━━ TEXTE SOURCE

1.4.3. Note sur la question du « contre-don »

Un dernier point avant de passer à la dernière section de ce chapitre : le « retour », ou contre-don, auprès des participants. Au moment où nous terminons ce chapitre méthodologique (mai 2010), cinq ans après les enregistrements, le fait de ne pas avoir repris contact avec les familles provoque quelques regrets. Contrairement au cas d’études dont les informateurs vivent dans des conditions difficiles, pour les nôtres le contre-don s’apparente plus à du savoir qu’à du lien (Bouillon, 2005). A plusieurs reprises, les participants se sont montrés intéressés par l’objet de l’enquête, par le fait qu’un œil extérieur interroge leurs pratiques, par la possibilité d’être informés de manière originale sur « ce passe chez eux », etc.

Du point de vue éthique, du moins à titre personnel, nous croyons avoir une dette auprès des familles. Nous ne prétendons les connaître ni avoir établi un lien fort et durable avec elles73. Dans l’absolu, nous les avons rencontrées quelques fois seulement en face-à-face (entretiens, puis rencontres « techniques » lors des visites pendant les enregistrements). Or, les visionnages répétés, la production de transcriptions et les analyses des données nous ont rendu familiers les « styles » organisationnels et l’ambiance de chaque foyer, ainsi que les voix, et certaines manières de faire. Nous reconnaissons des qualités d’habitation (au sens du dwelling), des pratiques d’action et de raisonnement particuliers dans ces foyers. Bref, des aspects de leur culture et de leur être-au-monde74.

Un paradoxe est à souligner : ce lien est unilatéral. Bien que les chercheurs soyons évoqués par les participants dans de multiples situations, et qu’une confiance et une entente certaines aient été établies entre l’équipe et les membres des familles (surtout avec les parents), les habitants des foyers en savent bien moins sur nous que nous n’en savons sur eux. De ce fait, nous devons pointer une autre conséquence problématique, cette fois-ci d’ordre programmatique, du non-retour vers les participants et vers le terrain : nous n’avons pu « soumettre nos interprétations aux membres » (Widmer, 1998), un point en lien avec la question des entretiens d’auto-confrontation évoquée plus haut.

━━━━
━━ DONNÉES EXTRAITES

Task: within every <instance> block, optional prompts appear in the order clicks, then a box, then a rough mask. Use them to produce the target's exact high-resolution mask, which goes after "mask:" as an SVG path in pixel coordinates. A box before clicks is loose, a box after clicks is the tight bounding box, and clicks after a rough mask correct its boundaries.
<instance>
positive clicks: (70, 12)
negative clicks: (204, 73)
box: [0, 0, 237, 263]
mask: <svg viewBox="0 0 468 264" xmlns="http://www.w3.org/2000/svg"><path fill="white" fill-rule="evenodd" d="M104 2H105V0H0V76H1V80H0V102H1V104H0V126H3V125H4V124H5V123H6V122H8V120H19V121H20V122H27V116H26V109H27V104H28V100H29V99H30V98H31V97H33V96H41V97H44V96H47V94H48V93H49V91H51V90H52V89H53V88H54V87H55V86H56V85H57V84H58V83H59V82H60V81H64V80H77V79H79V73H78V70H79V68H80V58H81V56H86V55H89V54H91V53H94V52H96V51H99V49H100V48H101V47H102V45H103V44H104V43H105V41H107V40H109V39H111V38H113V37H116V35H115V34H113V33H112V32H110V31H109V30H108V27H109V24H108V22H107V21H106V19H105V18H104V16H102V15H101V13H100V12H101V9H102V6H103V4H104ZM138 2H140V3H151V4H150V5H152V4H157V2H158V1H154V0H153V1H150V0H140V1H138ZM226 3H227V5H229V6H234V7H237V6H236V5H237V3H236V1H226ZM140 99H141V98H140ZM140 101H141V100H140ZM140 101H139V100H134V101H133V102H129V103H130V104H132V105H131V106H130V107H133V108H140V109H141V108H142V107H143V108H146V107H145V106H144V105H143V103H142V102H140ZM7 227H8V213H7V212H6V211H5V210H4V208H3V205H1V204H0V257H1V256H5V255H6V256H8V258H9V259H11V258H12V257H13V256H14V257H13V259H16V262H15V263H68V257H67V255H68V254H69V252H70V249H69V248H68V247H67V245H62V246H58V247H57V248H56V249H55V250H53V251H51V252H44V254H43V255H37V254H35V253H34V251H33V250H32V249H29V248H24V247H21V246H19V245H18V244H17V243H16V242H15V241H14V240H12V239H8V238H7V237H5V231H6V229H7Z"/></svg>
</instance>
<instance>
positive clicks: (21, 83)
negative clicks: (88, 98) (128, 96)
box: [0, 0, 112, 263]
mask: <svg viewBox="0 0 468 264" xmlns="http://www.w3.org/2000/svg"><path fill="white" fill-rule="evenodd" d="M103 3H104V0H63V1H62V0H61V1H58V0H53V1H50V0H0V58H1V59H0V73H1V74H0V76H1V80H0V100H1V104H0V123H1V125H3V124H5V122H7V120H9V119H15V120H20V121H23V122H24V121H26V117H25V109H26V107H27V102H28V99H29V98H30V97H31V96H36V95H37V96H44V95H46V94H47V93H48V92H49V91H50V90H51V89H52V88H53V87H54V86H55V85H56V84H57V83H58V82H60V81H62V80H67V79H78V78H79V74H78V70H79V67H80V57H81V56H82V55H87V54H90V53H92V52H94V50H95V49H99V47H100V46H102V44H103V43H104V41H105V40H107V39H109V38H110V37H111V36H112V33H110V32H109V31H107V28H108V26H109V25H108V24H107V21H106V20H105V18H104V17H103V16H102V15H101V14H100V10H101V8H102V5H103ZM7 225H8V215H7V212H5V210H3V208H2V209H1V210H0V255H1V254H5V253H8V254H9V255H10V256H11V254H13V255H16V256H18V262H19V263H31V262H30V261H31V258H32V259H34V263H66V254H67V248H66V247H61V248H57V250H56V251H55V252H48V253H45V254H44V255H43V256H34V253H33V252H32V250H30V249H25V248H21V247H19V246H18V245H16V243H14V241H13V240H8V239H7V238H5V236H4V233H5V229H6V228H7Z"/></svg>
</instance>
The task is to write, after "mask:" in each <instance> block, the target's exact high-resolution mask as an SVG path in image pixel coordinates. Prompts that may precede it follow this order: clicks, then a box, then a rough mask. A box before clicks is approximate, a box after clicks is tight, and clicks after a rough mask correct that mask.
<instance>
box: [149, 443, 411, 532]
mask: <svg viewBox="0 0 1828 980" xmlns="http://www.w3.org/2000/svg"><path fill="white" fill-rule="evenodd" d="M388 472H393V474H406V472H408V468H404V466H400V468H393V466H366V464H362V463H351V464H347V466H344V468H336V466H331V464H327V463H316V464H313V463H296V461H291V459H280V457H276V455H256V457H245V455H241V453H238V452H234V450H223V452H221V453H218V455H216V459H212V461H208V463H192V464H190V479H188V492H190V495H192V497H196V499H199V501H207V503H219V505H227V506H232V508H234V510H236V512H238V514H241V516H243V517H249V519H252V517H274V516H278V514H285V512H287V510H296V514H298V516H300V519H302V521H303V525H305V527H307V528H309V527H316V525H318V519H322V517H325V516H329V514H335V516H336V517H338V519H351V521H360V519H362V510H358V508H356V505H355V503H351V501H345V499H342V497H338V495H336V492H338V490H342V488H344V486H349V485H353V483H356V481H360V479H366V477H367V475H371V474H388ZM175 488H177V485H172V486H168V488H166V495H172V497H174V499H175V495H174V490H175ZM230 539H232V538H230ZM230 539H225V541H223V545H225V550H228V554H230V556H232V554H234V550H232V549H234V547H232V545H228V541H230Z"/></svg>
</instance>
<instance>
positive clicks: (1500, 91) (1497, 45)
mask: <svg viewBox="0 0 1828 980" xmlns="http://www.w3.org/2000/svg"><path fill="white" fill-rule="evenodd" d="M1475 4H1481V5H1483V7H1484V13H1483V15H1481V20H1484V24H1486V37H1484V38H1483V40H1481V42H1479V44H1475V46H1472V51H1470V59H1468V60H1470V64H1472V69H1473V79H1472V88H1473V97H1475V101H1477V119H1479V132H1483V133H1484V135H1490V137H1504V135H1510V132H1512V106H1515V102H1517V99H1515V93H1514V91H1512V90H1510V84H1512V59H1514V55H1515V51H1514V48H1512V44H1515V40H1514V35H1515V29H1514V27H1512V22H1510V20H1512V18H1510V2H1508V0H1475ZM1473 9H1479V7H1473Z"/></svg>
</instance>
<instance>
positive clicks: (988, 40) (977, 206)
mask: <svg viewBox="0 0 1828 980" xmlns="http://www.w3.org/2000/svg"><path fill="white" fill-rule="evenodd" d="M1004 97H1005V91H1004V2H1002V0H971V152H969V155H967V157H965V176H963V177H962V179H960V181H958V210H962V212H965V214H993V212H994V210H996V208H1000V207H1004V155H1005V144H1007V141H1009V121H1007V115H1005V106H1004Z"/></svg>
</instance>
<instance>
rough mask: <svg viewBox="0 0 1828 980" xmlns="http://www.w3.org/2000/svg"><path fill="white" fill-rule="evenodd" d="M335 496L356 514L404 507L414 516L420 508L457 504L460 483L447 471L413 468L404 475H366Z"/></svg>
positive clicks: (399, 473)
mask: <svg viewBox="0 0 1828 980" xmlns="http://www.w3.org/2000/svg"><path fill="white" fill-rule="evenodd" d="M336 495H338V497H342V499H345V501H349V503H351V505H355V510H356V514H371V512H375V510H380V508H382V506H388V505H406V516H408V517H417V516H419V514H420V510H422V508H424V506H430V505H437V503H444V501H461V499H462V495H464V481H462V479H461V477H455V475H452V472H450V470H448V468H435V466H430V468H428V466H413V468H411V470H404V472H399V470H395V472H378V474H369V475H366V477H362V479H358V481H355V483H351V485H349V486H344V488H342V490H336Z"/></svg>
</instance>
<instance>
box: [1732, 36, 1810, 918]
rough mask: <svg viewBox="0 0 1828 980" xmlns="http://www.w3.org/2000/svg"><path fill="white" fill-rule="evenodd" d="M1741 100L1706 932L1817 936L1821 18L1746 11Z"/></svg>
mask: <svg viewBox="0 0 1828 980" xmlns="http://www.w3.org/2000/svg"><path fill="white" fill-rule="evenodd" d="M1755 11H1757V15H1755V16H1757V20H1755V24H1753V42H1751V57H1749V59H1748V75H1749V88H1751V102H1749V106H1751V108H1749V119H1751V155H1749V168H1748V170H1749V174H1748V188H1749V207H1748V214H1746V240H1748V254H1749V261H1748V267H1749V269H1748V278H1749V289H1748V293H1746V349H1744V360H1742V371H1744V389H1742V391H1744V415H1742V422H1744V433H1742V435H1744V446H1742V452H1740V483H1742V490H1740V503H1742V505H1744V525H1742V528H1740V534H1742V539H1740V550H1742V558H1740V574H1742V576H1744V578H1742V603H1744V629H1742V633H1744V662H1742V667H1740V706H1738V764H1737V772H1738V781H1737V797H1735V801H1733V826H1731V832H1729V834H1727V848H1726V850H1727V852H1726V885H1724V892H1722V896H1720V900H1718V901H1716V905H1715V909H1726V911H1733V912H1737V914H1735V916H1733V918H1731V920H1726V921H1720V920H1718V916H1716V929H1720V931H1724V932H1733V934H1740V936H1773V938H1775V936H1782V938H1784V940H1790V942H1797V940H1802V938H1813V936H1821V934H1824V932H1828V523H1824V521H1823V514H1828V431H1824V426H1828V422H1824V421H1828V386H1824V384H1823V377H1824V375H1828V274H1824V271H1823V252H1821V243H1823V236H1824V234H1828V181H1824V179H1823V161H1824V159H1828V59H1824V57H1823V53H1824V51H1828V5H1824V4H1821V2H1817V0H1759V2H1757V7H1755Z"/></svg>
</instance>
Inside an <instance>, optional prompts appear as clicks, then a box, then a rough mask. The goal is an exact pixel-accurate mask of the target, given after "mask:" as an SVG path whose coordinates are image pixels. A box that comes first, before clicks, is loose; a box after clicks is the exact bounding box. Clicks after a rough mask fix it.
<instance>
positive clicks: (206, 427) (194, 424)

━━━━

TRAVAIL À FAIRE
Recopiez sans la moindre modification le passage du texte sur le contre-don qui va de « Un paradoxe est » jusqu'à « évoquée plus haut. » inclus. Ce matériel provient d'une autre source que le texte.

ZONE DE RÉPONSE
Un paradoxe est à souligner : ce lien est unilatéral. Bien que les chercheurs soyons évoqués par les participants dans de multiples situations, et qu’une confiance et une entente certaines aient été établies entre l’équipe et les membres des familles (surtout avec les parents), les habitants des foyers en savent bien moins sur nous que nous n’en savons sur eux. De ce fait, nous devons pointer une autre conséquence problématique, cette fois-ci d’ordre programmatique, du non-retour vers les participants et vers le terrain : nous n’avons pu « soumettre nos interprétations aux membres » (Widmer, 1998), un point en lien avec la question des entretiens d’auto-confrontation évoquée plus haut.